Supplied material >>
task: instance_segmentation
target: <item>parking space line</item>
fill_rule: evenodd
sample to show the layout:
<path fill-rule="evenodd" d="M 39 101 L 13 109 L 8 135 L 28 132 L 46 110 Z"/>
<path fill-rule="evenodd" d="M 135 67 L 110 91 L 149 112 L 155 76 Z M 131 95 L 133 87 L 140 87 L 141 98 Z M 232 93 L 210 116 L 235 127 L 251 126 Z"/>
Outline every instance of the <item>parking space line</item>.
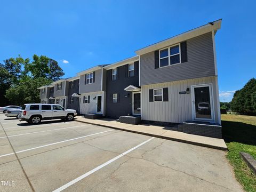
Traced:
<path fill-rule="evenodd" d="M 79 181 L 81 180 L 82 179 L 84 179 L 86 177 L 88 177 L 90 174 L 93 173 L 94 172 L 97 171 L 98 170 L 101 169 L 101 168 L 103 168 L 105 166 L 108 165 L 108 164 L 110 164 L 111 163 L 112 163 L 112 162 L 114 162 L 115 161 L 119 159 L 119 158 L 123 157 L 124 155 L 125 155 L 126 154 L 129 153 L 130 152 L 132 151 L 133 150 L 136 149 L 137 148 L 138 148 L 138 147 L 140 147 L 140 146 L 143 145 L 144 144 L 147 143 L 148 142 L 151 141 L 154 138 L 154 137 L 151 138 L 150 139 L 147 140 L 146 141 L 144 141 L 144 142 L 142 142 L 141 143 L 137 145 L 137 146 L 135 146 L 134 147 L 133 147 L 132 148 L 130 149 L 129 150 L 126 151 L 125 152 L 123 153 L 122 154 L 120 154 L 118 156 L 117 156 L 116 157 L 111 159 L 110 160 L 108 161 L 107 162 L 102 164 L 101 165 L 100 165 L 98 166 L 98 167 L 93 169 L 93 170 L 87 172 L 87 173 L 85 173 L 83 175 L 82 175 L 80 177 L 78 177 L 77 178 L 75 179 L 74 180 L 69 182 L 67 184 L 65 184 L 63 186 L 60 187 L 60 188 L 54 190 L 54 191 L 53 191 L 53 192 L 59 192 L 59 191 L 62 191 L 63 190 L 64 190 L 65 189 L 67 189 L 68 187 L 71 186 L 73 184 L 75 184 L 75 183 L 78 182 Z"/>
<path fill-rule="evenodd" d="M 18 153 L 23 153 L 23 152 L 30 151 L 30 150 L 34 150 L 34 149 L 39 149 L 39 148 L 43 148 L 43 147 L 45 147 L 50 146 L 54 145 L 57 145 L 57 144 L 65 142 L 73 141 L 73 140 L 76 140 L 76 139 L 84 138 L 86 138 L 86 137 L 87 137 L 92 136 L 92 135 L 97 135 L 97 134 L 101 134 L 101 133 L 106 133 L 106 132 L 109 132 L 109 131 L 114 131 L 114 130 L 108 130 L 108 131 L 102 131 L 102 132 L 101 132 L 96 133 L 93 133 L 93 134 L 89 134 L 89 135 L 85 135 L 85 136 L 82 136 L 82 137 L 79 137 L 76 138 L 73 138 L 73 139 L 68 139 L 68 140 L 64 140 L 64 141 L 59 141 L 59 142 L 57 142 L 53 143 L 50 143 L 50 144 L 45 145 L 41 146 L 33 147 L 33 148 L 30 148 L 30 149 L 25 149 L 25 150 L 21 150 L 21 151 L 17 151 L 17 152 L 15 152 L 15 153 L 10 153 L 10 154 L 5 154 L 5 155 L 0 155 L 0 157 L 5 157 L 5 156 L 7 156 L 13 155 L 13 154 L 18 154 Z"/>
<path fill-rule="evenodd" d="M 8 137 L 10 138 L 10 137 L 12 137 L 26 135 L 30 134 L 43 133 L 43 132 L 48 132 L 48 131 L 55 131 L 55 130 L 64 130 L 64 129 L 71 129 L 71 128 L 79 127 L 81 127 L 81 126 L 87 126 L 87 125 L 84 125 L 75 126 L 70 127 L 55 129 L 50 130 L 37 131 L 37 132 L 30 132 L 30 133 L 23 133 L 23 134 L 17 134 L 17 135 L 10 135 L 10 136 L 8 135 Z M 6 136 L 5 137 L 0 137 L 0 139 L 3 139 L 3 138 L 7 138 L 7 137 L 6 137 Z"/>

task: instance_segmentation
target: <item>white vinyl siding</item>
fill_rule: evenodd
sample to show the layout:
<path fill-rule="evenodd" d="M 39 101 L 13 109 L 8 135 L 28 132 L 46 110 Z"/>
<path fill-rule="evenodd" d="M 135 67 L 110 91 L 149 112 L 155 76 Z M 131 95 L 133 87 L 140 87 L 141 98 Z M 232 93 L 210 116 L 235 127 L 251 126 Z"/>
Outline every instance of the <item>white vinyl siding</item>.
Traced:
<path fill-rule="evenodd" d="M 218 123 L 217 95 L 215 76 L 166 82 L 141 86 L 142 119 L 181 123 L 192 120 L 191 85 L 212 83 L 215 122 Z M 168 87 L 169 101 L 149 102 L 149 90 Z M 189 88 L 189 94 L 180 94 Z"/>

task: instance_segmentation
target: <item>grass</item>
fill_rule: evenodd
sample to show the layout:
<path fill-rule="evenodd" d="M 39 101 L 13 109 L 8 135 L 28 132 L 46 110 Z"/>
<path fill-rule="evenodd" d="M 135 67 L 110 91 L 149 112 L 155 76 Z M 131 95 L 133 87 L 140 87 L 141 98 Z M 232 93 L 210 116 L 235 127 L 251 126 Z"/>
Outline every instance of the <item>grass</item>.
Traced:
<path fill-rule="evenodd" d="M 221 115 L 222 135 L 229 151 L 227 157 L 237 180 L 248 192 L 256 191 L 256 175 L 242 158 L 244 151 L 256 159 L 256 117 Z"/>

Brief >>
Without the pictures, return all the records precisely as they stand.

Result of the task >>
task: instance_segmentation
target: <item>parking space line</item>
fill_rule: evenodd
sample to show the layout:
<path fill-rule="evenodd" d="M 39 101 L 13 109 L 8 135 L 28 132 L 46 110 Z"/>
<path fill-rule="evenodd" d="M 135 67 L 110 91 L 149 112 L 155 76 Z M 131 95 L 133 87 L 140 87 L 141 98 Z M 232 93 L 210 116 L 235 127 L 251 126 Z"/>
Outline every instance of the <item>parking space line</item>.
Traced:
<path fill-rule="evenodd" d="M 79 181 L 81 180 L 82 179 L 84 179 L 86 177 L 88 177 L 90 174 L 93 173 L 94 172 L 97 171 L 98 170 L 101 169 L 101 168 L 103 168 L 105 166 L 108 165 L 108 164 L 110 164 L 111 163 L 112 163 L 112 162 L 114 162 L 115 161 L 119 159 L 119 158 L 123 157 L 124 155 L 125 155 L 126 154 L 129 153 L 130 152 L 132 151 L 133 150 L 136 149 L 137 148 L 138 148 L 138 147 L 140 147 L 140 146 L 143 145 L 144 144 L 147 143 L 148 142 L 151 141 L 154 138 L 154 137 L 151 138 L 150 139 L 147 140 L 146 141 L 144 141 L 144 142 L 142 142 L 141 143 L 137 145 L 137 146 L 135 146 L 134 147 L 133 147 L 132 148 L 130 149 L 129 150 L 126 151 L 125 152 L 123 153 L 122 154 L 120 154 L 118 156 L 117 156 L 116 157 L 111 159 L 110 160 L 108 161 L 107 162 L 102 164 L 101 165 L 100 165 L 98 166 L 98 167 L 93 169 L 93 170 L 87 172 L 87 173 L 85 173 L 83 175 L 82 175 L 80 177 L 78 177 L 77 178 L 75 179 L 74 180 L 69 182 L 67 184 L 65 184 L 63 186 L 60 187 L 60 188 L 54 190 L 54 191 L 53 191 L 53 192 L 59 192 L 59 191 L 62 191 L 63 190 L 64 190 L 65 189 L 67 189 L 68 187 L 71 186 L 73 184 L 75 184 L 75 183 L 78 182 Z"/>
<path fill-rule="evenodd" d="M 18 153 L 23 153 L 23 152 L 30 151 L 30 150 L 34 150 L 34 149 L 39 149 L 39 148 L 43 148 L 43 147 L 45 147 L 50 146 L 54 145 L 57 145 L 57 144 L 65 142 L 73 141 L 73 140 L 76 140 L 76 139 L 84 138 L 86 138 L 86 137 L 87 137 L 92 136 L 92 135 L 97 135 L 97 134 L 101 134 L 101 133 L 106 133 L 106 132 L 109 132 L 109 131 L 114 131 L 114 130 L 108 130 L 108 131 L 102 131 L 102 132 L 101 132 L 96 133 L 93 133 L 93 134 L 89 134 L 89 135 L 85 135 L 85 136 L 82 136 L 82 137 L 79 137 L 76 138 L 73 138 L 73 139 L 68 139 L 68 140 L 64 140 L 64 141 L 59 141 L 59 142 L 57 142 L 53 143 L 50 143 L 50 144 L 45 145 L 41 146 L 33 147 L 33 148 L 30 148 L 30 149 L 25 149 L 25 150 L 21 150 L 21 151 L 17 151 L 17 152 L 15 152 L 15 153 L 10 153 L 10 154 L 5 154 L 5 155 L 0 155 L 0 157 L 5 157 L 5 156 L 7 156 L 13 155 L 13 154 L 18 154 Z"/>
<path fill-rule="evenodd" d="M 8 137 L 10 138 L 10 137 L 12 137 L 26 135 L 30 134 L 43 133 L 43 132 L 48 132 L 48 131 L 55 131 L 55 130 L 64 130 L 64 129 L 71 129 L 71 128 L 79 127 L 81 127 L 81 126 L 87 126 L 87 125 L 84 125 L 75 126 L 70 127 L 55 129 L 50 130 L 37 131 L 37 132 L 30 132 L 30 133 L 23 133 L 23 134 L 17 134 L 17 135 L 10 135 L 10 136 L 8 135 Z M 6 136 L 5 137 L 0 137 L 0 139 L 3 139 L 3 138 L 7 138 L 7 137 L 6 137 Z"/>

task: instance_segmentation
target: <item>white vinyl siding</item>
fill_rule: evenodd
sample to show the layout:
<path fill-rule="evenodd" d="M 39 101 L 13 109 L 8 135 L 28 132 L 46 110 Z"/>
<path fill-rule="evenodd" d="M 135 67 L 110 91 L 149 112 L 155 76 Z M 131 95 L 133 87 L 140 87 L 141 98 Z M 232 93 L 210 116 L 235 127 L 251 126 Z"/>
Outline every instance of the <item>white vinyl siding</item>.
Traced:
<path fill-rule="evenodd" d="M 218 123 L 217 95 L 215 76 L 166 82 L 141 86 L 142 119 L 181 123 L 192 120 L 191 85 L 212 83 L 215 122 Z M 168 87 L 169 101 L 149 102 L 149 90 Z M 189 88 L 189 94 L 180 94 Z"/>

task: instance_segmentation
target: <item>grass</item>
fill_rule: evenodd
sample to show the layout:
<path fill-rule="evenodd" d="M 39 101 L 13 109 L 8 135 L 28 132 L 46 110 Z"/>
<path fill-rule="evenodd" d="M 135 67 L 110 91 L 149 112 L 155 76 Z M 131 95 L 133 87 L 140 87 L 141 98 Z M 232 93 L 210 116 L 235 127 L 251 126 Z"/>
Outline every instance of the <item>grass</item>.
Traced:
<path fill-rule="evenodd" d="M 221 115 L 222 135 L 229 151 L 227 157 L 237 180 L 248 192 L 256 191 L 256 175 L 242 158 L 244 151 L 256 159 L 256 117 Z"/>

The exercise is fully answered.